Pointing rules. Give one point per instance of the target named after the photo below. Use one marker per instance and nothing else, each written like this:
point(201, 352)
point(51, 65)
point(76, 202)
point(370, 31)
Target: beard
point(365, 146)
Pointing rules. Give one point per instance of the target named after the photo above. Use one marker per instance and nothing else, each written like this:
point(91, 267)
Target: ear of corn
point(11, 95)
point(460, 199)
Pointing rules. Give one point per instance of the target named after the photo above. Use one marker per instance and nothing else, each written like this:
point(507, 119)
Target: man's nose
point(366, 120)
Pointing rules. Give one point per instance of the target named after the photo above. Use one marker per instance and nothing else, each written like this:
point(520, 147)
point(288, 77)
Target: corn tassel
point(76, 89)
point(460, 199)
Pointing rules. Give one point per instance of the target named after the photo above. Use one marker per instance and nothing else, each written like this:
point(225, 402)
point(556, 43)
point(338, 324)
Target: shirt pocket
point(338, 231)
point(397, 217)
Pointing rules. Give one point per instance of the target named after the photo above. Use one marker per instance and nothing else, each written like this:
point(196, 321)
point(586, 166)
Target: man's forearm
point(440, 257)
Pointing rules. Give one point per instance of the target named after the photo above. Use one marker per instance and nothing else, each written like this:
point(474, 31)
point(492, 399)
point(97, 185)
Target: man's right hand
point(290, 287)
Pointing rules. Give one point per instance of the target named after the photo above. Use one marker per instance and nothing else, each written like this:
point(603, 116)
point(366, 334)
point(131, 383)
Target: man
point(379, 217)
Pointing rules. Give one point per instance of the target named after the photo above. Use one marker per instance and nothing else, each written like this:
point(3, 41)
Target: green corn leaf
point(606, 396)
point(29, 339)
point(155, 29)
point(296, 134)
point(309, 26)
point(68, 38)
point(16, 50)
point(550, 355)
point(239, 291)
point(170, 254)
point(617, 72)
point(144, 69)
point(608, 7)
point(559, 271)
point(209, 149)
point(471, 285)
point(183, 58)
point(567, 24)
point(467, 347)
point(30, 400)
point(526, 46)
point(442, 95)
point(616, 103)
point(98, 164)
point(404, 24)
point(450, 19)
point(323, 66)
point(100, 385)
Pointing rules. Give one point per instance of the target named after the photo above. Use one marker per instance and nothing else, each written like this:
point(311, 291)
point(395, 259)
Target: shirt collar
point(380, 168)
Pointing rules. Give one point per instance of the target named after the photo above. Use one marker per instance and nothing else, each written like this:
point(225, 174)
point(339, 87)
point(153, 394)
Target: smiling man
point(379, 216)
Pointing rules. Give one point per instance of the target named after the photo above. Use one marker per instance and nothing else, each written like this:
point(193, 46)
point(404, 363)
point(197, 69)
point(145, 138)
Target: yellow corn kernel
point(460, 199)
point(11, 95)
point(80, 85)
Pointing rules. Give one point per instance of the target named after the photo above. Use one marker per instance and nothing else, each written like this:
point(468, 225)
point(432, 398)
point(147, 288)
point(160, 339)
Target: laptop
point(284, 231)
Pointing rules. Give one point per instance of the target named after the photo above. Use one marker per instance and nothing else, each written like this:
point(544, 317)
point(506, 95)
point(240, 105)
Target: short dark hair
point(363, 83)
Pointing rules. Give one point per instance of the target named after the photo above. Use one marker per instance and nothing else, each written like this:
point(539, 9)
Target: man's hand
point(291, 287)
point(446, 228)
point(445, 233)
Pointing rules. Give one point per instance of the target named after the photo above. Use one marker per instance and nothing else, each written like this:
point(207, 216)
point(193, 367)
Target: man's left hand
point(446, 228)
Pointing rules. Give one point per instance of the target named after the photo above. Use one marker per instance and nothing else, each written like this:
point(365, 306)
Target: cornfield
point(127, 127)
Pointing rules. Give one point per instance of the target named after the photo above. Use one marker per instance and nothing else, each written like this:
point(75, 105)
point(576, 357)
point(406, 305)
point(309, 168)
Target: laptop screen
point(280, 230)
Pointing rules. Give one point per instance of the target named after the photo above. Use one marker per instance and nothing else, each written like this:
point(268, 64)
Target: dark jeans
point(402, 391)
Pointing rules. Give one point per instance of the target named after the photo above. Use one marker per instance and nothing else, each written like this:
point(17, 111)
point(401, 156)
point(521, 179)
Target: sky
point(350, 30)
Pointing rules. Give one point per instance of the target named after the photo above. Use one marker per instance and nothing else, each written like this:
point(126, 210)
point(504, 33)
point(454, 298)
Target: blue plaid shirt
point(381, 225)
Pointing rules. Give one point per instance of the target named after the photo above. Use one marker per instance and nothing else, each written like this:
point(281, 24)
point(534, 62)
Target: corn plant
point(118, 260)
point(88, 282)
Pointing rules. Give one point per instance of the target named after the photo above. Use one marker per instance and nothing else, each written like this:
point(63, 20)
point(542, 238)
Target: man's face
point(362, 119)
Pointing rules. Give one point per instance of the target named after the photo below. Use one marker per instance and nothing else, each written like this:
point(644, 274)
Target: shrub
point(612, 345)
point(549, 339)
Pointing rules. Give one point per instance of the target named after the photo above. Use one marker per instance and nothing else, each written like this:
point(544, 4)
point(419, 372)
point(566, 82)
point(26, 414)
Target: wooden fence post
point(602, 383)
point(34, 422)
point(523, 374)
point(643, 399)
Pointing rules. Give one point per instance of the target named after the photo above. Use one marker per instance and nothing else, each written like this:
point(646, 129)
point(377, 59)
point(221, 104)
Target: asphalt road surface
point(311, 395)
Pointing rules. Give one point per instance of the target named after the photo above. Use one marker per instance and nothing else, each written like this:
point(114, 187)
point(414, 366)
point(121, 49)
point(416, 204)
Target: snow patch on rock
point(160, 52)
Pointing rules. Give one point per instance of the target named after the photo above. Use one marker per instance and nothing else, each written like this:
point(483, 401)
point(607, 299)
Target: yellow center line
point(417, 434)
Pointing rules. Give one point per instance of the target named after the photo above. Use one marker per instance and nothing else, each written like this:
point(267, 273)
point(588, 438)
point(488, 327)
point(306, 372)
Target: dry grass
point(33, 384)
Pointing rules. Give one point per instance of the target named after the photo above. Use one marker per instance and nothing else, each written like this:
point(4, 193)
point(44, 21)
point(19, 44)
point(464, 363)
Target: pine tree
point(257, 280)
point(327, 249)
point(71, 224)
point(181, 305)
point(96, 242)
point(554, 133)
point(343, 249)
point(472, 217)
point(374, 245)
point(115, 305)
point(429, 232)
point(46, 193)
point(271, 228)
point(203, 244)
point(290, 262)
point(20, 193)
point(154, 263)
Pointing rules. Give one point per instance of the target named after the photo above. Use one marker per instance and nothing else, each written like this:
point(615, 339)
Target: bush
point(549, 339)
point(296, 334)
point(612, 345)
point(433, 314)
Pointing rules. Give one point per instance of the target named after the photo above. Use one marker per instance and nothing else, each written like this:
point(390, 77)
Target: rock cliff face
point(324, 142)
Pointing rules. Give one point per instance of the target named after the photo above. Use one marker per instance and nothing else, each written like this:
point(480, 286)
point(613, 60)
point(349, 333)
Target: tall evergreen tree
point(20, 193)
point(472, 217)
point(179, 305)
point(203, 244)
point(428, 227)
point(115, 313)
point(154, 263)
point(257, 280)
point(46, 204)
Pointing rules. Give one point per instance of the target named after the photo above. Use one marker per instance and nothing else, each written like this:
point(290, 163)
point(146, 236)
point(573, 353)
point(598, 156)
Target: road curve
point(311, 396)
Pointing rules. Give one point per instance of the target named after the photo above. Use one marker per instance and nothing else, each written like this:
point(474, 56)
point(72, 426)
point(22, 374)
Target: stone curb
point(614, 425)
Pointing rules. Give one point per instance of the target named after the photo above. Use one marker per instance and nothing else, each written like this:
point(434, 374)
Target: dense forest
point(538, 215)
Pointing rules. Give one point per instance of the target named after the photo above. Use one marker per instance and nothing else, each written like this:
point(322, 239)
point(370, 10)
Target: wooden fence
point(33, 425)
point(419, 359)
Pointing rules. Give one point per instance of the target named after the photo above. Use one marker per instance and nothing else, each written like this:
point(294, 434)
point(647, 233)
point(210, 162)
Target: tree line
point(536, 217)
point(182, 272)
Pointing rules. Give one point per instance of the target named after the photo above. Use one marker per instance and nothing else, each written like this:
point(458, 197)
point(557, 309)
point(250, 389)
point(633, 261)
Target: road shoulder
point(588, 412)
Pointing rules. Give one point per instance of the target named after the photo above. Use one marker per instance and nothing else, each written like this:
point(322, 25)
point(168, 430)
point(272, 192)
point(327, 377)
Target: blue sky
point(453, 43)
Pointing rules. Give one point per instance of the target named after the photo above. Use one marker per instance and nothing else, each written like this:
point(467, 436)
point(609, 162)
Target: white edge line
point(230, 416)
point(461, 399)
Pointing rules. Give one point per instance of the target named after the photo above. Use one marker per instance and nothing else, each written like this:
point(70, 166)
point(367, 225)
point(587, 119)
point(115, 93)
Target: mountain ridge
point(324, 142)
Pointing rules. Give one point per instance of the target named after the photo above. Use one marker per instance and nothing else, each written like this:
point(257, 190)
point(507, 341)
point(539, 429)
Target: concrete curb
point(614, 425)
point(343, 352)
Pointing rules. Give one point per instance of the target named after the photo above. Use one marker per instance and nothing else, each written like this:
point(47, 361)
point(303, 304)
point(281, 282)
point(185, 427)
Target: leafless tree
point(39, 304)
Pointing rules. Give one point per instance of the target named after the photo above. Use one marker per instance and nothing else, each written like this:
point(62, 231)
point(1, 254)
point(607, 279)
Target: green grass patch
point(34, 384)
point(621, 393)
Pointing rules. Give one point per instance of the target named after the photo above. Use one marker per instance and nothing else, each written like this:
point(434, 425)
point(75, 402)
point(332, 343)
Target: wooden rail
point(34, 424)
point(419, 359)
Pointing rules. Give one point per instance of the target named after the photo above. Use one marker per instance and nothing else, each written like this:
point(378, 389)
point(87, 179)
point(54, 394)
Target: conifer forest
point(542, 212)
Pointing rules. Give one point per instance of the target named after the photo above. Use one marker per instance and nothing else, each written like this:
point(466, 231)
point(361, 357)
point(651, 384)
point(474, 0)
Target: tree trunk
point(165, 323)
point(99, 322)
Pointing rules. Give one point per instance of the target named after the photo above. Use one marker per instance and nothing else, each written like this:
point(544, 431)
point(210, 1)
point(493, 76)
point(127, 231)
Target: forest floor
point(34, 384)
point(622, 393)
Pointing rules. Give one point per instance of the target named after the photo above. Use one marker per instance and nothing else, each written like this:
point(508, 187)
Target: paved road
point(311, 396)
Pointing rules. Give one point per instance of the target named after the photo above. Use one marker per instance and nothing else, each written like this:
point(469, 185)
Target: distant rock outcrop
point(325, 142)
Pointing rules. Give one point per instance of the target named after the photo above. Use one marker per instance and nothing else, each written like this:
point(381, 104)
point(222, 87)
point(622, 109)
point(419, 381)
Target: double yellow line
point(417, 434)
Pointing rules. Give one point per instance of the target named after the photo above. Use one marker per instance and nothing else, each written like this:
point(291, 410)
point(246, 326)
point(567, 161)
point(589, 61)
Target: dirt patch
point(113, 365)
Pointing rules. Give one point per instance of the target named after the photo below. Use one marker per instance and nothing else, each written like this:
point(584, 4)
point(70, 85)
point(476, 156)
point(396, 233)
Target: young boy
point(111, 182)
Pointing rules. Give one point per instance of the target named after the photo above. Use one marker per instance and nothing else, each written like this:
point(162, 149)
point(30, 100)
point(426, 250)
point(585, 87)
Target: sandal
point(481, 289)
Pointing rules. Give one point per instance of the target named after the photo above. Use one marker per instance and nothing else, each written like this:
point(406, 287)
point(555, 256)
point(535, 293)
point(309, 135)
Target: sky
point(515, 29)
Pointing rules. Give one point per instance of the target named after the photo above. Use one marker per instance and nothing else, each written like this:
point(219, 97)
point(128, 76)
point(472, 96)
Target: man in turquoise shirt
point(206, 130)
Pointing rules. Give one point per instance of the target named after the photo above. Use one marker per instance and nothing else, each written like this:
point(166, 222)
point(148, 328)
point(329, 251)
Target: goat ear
□ □ □ □ □ □ □
Pull out the lines of the listing from its very first line through the line containing "point(365, 146)", including both of those lines, and copy them out without any change.

▶ Answer for the task
Pointing rules. Give one point per instance of the target named after the photo below. Use one marker per instance and nothing else, each written like this:
point(201, 352)
point(51, 65)
point(76, 202)
point(370, 31)
Target: beard
point(365, 146)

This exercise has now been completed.